→ Documento
Il distaccamento di Gino Napolitano (Gino), dislocato in località Beulla, ritenuto il più preparato come uomini e mezzi, viene scelto per l'attacco che, tuttavia, presenta paurose incognite.
Infatti sarebbe follia cercare di affrontare e piegare i nemici con la forza; ai primi colpi il campo rimarrebbe subito a loro e, per questo, non varrebbe sacrificare inutilmente gli uomini. Quindi, pensano i garibaldini, se non si può attuare una strategia campale per l'enorme disparità numerica e, soprattutto, di armamenti, si può sempre giocare secondo il sistema tattico della guerriglia: sorpresa e audacia.
Però questi due fattori non serviranno a neutralizzare i cannoni e i troppi mortai dei bersaglieri fascisti.
Questo pensano «Gino» e «Brescia», i due capi partigiani, ma conoscono bene il coraggio dei loro volontari e sanno che al momento opportuno risponderanno all'appello col fuoco del loro entusiasmo, non meno micidiale di quello delle armi.
Studiano con meticolosa cura la zona e le opere di difesa nemiche e decidono di passare senz'altro all'attuazione del piano di attacco, basato essenzialmente su tre elementi caratteristici di ogni azione partigiana: eludere la sorveglianza del nemico, illuderlo sulla vera entità delle forze operanti e sorprenderlo con azione rapida e sconcertante. Oltre quaranta garibaldini del 2° distaccamento partecipano all'azione; oltre quaranta ribelli non bene in arnese, come si suol dire, contro 150 soldati repubblichini ben riforniti, equipaggiati di tutto punto, agguerriti e guardinghi. Il bollettino che il comando fascista emetterà all'indodomani, per mascherare un nuovo scacco subito e salvare, così, almeno a parole, l'onore assai dubbio della sua bandiera, parlerà di  «... 400 fuorilegge contro quindici valorosi guerrieri combattenti sotto le insegne del Littorio ...».

→ Materiali forniti
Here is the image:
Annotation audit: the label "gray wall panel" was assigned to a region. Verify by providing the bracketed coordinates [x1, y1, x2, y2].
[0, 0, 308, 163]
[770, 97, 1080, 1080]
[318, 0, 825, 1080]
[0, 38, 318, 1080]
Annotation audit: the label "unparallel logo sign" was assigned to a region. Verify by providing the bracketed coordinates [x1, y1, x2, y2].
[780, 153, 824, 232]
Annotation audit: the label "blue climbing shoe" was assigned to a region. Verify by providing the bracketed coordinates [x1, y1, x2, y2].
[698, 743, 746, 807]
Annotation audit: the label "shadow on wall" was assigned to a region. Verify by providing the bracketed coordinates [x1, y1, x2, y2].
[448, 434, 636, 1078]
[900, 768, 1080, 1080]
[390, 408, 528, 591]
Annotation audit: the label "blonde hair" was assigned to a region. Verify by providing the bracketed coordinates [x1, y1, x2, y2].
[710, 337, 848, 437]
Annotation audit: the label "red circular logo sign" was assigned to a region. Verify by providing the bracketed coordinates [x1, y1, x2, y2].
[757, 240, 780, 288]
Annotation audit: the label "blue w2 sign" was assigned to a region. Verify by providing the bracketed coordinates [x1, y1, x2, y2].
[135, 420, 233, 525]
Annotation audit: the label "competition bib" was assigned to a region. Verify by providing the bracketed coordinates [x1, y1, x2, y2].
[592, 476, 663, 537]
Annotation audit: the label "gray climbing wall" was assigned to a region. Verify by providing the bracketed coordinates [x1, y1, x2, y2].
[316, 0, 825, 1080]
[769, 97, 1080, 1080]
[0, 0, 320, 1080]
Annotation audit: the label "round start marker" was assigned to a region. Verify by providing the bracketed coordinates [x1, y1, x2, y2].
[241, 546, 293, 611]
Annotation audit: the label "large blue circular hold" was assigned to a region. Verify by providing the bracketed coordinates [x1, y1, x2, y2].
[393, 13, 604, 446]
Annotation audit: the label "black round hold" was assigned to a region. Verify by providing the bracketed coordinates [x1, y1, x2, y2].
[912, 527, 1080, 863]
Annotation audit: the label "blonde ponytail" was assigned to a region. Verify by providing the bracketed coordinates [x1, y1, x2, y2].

→ Esercizi
1/ Riscrivi più in breve il paragrafo del documento che comincia con "Infatti sarebbe follia", conservando i fatti principali.
2/ Raccogli tutte le righe dei record in cui compare la parola "gray".

→ Soluzioni
1/ Affrontare i nemici con la forza sarebbe una follia: il campo resterebbe subito a loro e gli uomini verrebbero sacrificati per niente. La grande differenza di numero e soprattutto di armi rende impossibile una strategia campale. Per questo i garibaldini pensano di ricorrere alla tattica della guerriglia, basata su sorpresa e audacia.

2/
Annotation audit: the label "gray wall panel" was assigned to a region. Verify by providing the bracketed coordinates [x1, y1, x2, y2].
Annotation audit: the label "gray climbing wall" was assigned to a region. Verify by providing the bracketed coordinates [x1, y1, x2, y2].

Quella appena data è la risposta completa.